- _WRITTEN REQUEST_
Please pull each line out of the rows below and reproduce it word for word, keeping every one of them.

___ SUPPLIED MATERIAL

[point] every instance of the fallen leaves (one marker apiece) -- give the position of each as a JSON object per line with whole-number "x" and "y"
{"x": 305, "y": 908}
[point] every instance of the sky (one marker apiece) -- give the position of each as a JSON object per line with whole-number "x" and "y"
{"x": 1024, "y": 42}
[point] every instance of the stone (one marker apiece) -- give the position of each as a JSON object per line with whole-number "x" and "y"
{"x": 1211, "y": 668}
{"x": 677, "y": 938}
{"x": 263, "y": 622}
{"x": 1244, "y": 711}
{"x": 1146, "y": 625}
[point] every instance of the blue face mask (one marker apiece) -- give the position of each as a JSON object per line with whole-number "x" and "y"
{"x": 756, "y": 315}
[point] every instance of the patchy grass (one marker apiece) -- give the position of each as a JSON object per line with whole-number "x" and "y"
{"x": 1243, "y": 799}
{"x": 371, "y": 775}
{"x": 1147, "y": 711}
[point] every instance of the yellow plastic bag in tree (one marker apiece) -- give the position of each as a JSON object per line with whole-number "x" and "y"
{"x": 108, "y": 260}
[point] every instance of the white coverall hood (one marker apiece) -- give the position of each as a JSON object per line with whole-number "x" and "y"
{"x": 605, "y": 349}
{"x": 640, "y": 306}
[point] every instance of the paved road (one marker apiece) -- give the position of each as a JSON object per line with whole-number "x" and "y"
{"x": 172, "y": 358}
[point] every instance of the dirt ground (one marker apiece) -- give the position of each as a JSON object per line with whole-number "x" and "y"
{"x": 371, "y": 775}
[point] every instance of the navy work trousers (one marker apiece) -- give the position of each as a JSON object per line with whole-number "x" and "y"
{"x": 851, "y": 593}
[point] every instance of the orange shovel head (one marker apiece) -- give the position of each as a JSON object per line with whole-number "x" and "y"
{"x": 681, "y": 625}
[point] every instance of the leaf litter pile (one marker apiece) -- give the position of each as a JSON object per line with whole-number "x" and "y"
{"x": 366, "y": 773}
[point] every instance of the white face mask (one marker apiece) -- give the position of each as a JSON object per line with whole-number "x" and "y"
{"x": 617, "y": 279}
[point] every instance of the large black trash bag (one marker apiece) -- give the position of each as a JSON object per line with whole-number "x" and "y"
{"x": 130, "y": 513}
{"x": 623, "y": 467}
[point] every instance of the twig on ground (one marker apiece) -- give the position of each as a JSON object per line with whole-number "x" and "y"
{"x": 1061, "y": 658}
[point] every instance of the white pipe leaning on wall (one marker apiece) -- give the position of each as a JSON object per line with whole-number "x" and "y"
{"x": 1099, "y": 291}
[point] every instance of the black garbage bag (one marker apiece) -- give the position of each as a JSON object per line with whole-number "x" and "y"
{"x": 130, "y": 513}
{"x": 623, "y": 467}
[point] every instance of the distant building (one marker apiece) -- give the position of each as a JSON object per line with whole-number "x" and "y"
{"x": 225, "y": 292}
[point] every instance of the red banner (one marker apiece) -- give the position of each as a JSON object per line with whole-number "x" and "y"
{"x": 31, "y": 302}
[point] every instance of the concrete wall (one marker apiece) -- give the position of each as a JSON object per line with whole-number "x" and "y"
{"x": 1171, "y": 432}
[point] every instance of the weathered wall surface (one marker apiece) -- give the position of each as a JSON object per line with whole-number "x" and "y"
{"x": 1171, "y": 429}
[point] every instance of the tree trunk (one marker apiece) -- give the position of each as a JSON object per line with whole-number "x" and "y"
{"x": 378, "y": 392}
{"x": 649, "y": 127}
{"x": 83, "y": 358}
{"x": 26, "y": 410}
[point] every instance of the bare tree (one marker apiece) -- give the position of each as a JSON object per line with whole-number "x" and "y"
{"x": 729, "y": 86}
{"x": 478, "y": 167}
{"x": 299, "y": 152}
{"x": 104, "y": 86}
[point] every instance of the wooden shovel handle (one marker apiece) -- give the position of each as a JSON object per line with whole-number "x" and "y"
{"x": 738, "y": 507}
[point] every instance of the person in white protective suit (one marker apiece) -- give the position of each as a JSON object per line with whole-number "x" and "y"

______

- _PROBLEM SOLUTION_
[point] every instance of the fallen leaves (one marker apiece) -- give the position of each as a JSON object per line with whole-number "x" and "y"
{"x": 305, "y": 908}
[point] every instance of the sky (one marker apiece) -- give the position of each as a JSON object per line with whole-number "x" and "y"
{"x": 1024, "y": 42}
[point] every instance of the stone (one marker apiece) -- give the position of each as a JSON object per line with whole-number "x" and "y"
{"x": 1211, "y": 668}
{"x": 677, "y": 938}
{"x": 263, "y": 622}
{"x": 1244, "y": 711}
{"x": 1146, "y": 625}
[point] every instance of the blue face mask (one marker apiece) -- give the position of each as a JSON object per line with whole-number "x" and "y"
{"x": 756, "y": 315}
[point] every instance of the patchy grass (one marker apiece) -- give the position of each as a JSON object per line with whole-number "x" and "y"
{"x": 1243, "y": 799}
{"x": 371, "y": 775}
{"x": 1147, "y": 711}
[point] every instance of the yellow plastic bag in tree (one marker apiece) -- give the position of each as a JSON object per line with whole-number "x" and "y"
{"x": 108, "y": 260}
[point] every instance of the white coverall hood (one marker apiece) -- give the position of each as a JSON object per line with whole-number "x" and "y"
{"x": 605, "y": 349}
{"x": 640, "y": 306}
[point] every instance of the paved road (one marker apiece) -- give the position of each as a JSON object per line with whole-number "x" and "y"
{"x": 172, "y": 358}
[point] every instance of the dirt ground (one marker apiece) -- give the position of each as a JSON object per line with whole-number "x" and "y"
{"x": 371, "y": 775}
[point] every instance of the navy work trousers (one marker apiece) -- give the position of each as a JSON object per line with whole-number "x" and "y"
{"x": 851, "y": 593}
[point] every instance of the orange shovel head (one marker apiece) -- give the position of each as a JSON object per line with whole-number "x" and "y"
{"x": 681, "y": 625}
[point] every instance of the leaf litter pile (one marker apiece) -- give the position of each as a JSON object per line with whole-number "x" and "y"
{"x": 366, "y": 773}
[point] every instance of the white face mask (one marker apiece) -- give the position of each as a JSON object per line with whole-number "x" and "y"
{"x": 617, "y": 279}
[point] every instance of the large black trash bag (one marker apiece) -- give the position of each as a JSON object per line with whole-number "x" and "y"
{"x": 130, "y": 513}
{"x": 623, "y": 467}
[point] every instance of the twig on ground (one marker apiece) -- give the position of each as a JSON object per line with whole-number "x" and "y"
{"x": 1061, "y": 658}
[point] every instance of the white pipe leaning on wall (one marker apiece) -- give the position of each as a JSON object per line with whole-number "x" and "y"
{"x": 1099, "y": 291}
[point] every instance of the black garbage bag (one marker apiece) -- give the position of each as a JSON object per line with whole-number "x" and "y"
{"x": 130, "y": 513}
{"x": 623, "y": 467}
[point] every instance of the distant building (one marker apiece) -- give the position of each as a JSON object per line with whole-number "x" and "y"
{"x": 225, "y": 292}
[point] every instance of the red banner (one marker apiece) -- give the position of each as a JSON object per line with whole-number "x" and "y"
{"x": 31, "y": 302}
[point] every instance of the concrete wall (one marker apiece) -- give the position of each as a JSON object per line with whole-number "x" and "y"
{"x": 1171, "y": 432}
[point] every instance of the weathered wall surface (one marker apiece) -- give the position of each as a JSON object per line with whole-number "x" and "y"
{"x": 1171, "y": 429}
[point] every instance of the tree trunk (one marker apiece) -- give the position of each as a JSON object per line with whole-number "x" and "y"
{"x": 378, "y": 392}
{"x": 649, "y": 127}
{"x": 83, "y": 358}
{"x": 26, "y": 410}
[point] every instance of the bare tree (one marker apiece) -- give the position of each as a JSON object per line with whole-number "x" and "y"
{"x": 729, "y": 86}
{"x": 478, "y": 167}
{"x": 299, "y": 152}
{"x": 104, "y": 86}
[point] every instance of the wooden shovel handle (one marker apiece) -- give the position of each as a JSON object per line with whole-number "x" and "y"
{"x": 738, "y": 507}
[point] every instance of the person in white protective suit (one marker apiece) -- give the position of each as a JSON object per line with whole-number "x" and "y"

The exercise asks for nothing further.